• **Brief**
Beginning with the line that holds "Pin the shoulder" in the data below, give again every line through the one that holds "Pin the flagpole", exactly as written.

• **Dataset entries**

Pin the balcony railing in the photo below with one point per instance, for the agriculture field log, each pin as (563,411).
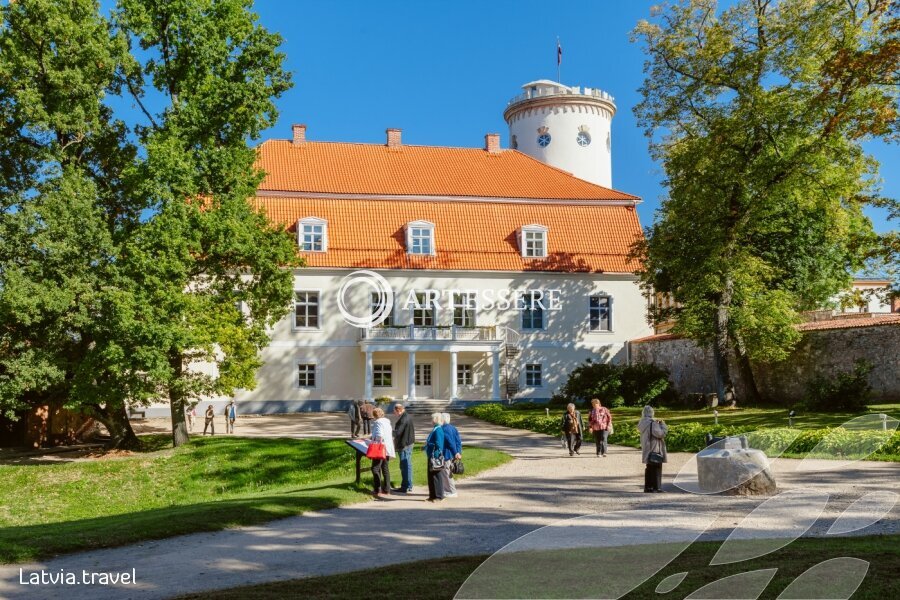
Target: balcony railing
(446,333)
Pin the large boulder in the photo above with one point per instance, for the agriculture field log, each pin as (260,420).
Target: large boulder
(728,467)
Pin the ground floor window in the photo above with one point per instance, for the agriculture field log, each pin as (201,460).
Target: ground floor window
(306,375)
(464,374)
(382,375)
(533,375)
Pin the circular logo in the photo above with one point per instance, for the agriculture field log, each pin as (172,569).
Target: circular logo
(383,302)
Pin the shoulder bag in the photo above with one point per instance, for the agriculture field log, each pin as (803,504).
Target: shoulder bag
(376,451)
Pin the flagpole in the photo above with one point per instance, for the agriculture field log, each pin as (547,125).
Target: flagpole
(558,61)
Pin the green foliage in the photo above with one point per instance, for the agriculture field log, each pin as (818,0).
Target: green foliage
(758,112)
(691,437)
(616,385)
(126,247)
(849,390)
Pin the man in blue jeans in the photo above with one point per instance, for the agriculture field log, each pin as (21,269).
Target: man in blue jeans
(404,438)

* * *

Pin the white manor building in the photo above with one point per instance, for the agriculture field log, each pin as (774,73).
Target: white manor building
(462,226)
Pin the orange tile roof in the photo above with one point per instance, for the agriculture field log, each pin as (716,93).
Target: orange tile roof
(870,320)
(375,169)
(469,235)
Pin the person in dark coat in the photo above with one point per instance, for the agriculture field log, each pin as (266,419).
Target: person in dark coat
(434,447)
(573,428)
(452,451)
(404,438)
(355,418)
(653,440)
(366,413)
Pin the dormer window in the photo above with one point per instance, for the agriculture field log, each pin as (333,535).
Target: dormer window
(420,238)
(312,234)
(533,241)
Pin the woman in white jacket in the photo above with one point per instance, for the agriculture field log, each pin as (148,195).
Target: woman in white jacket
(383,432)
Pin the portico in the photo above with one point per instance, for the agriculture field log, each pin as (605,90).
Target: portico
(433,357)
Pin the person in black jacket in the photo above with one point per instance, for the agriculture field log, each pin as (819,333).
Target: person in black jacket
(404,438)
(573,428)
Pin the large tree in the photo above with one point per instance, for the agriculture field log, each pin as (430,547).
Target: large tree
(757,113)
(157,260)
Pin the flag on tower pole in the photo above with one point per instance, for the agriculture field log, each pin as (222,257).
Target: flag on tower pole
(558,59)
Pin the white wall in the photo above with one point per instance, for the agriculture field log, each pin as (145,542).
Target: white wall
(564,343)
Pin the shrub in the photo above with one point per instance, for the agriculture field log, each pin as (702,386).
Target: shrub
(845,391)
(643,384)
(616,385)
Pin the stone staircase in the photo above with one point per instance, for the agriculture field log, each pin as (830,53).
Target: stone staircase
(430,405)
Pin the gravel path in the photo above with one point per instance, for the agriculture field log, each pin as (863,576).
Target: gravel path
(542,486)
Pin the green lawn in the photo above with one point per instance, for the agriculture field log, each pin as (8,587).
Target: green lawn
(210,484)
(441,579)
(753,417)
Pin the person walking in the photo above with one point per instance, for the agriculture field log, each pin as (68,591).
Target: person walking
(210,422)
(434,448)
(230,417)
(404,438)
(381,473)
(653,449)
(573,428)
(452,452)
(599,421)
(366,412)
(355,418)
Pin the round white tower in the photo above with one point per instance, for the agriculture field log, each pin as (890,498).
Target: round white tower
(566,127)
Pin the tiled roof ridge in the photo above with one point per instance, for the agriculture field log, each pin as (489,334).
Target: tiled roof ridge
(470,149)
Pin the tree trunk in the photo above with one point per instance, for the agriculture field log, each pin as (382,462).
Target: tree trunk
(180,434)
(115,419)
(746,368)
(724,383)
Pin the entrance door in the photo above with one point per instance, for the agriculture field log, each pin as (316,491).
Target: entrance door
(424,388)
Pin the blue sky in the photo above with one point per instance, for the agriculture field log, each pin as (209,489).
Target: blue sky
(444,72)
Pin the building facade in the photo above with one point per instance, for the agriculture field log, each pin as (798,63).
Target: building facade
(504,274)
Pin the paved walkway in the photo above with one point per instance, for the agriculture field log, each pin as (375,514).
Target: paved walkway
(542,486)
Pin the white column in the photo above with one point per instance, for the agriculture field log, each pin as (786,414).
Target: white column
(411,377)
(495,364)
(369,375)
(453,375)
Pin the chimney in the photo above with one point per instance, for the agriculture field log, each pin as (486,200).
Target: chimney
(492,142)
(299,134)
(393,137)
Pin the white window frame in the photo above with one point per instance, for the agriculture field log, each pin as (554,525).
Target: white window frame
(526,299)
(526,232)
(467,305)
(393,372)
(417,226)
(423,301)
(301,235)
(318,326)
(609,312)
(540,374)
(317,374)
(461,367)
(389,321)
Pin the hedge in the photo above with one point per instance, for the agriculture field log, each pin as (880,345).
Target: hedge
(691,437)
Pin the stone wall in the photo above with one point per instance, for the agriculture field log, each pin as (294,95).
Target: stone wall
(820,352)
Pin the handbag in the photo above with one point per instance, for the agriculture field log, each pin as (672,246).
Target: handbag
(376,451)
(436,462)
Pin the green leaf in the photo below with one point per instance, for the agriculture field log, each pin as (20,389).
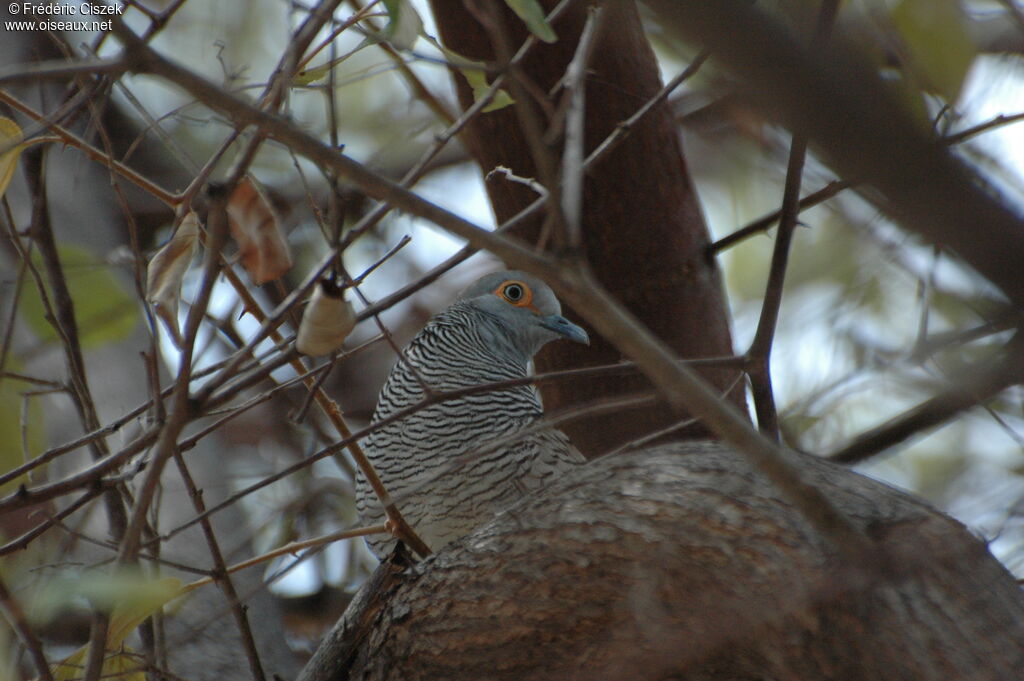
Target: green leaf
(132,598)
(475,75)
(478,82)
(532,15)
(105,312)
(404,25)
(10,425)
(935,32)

• **Your response**
Pin the shoulder bag in the photo above with one point per instance, for the agriculture field log, each pin as (803,504).
Target: shoulder bag
(376,451)
Pin the flagpole in the photo above with one point per instance, for the agriculture field log, each pin as (547,125).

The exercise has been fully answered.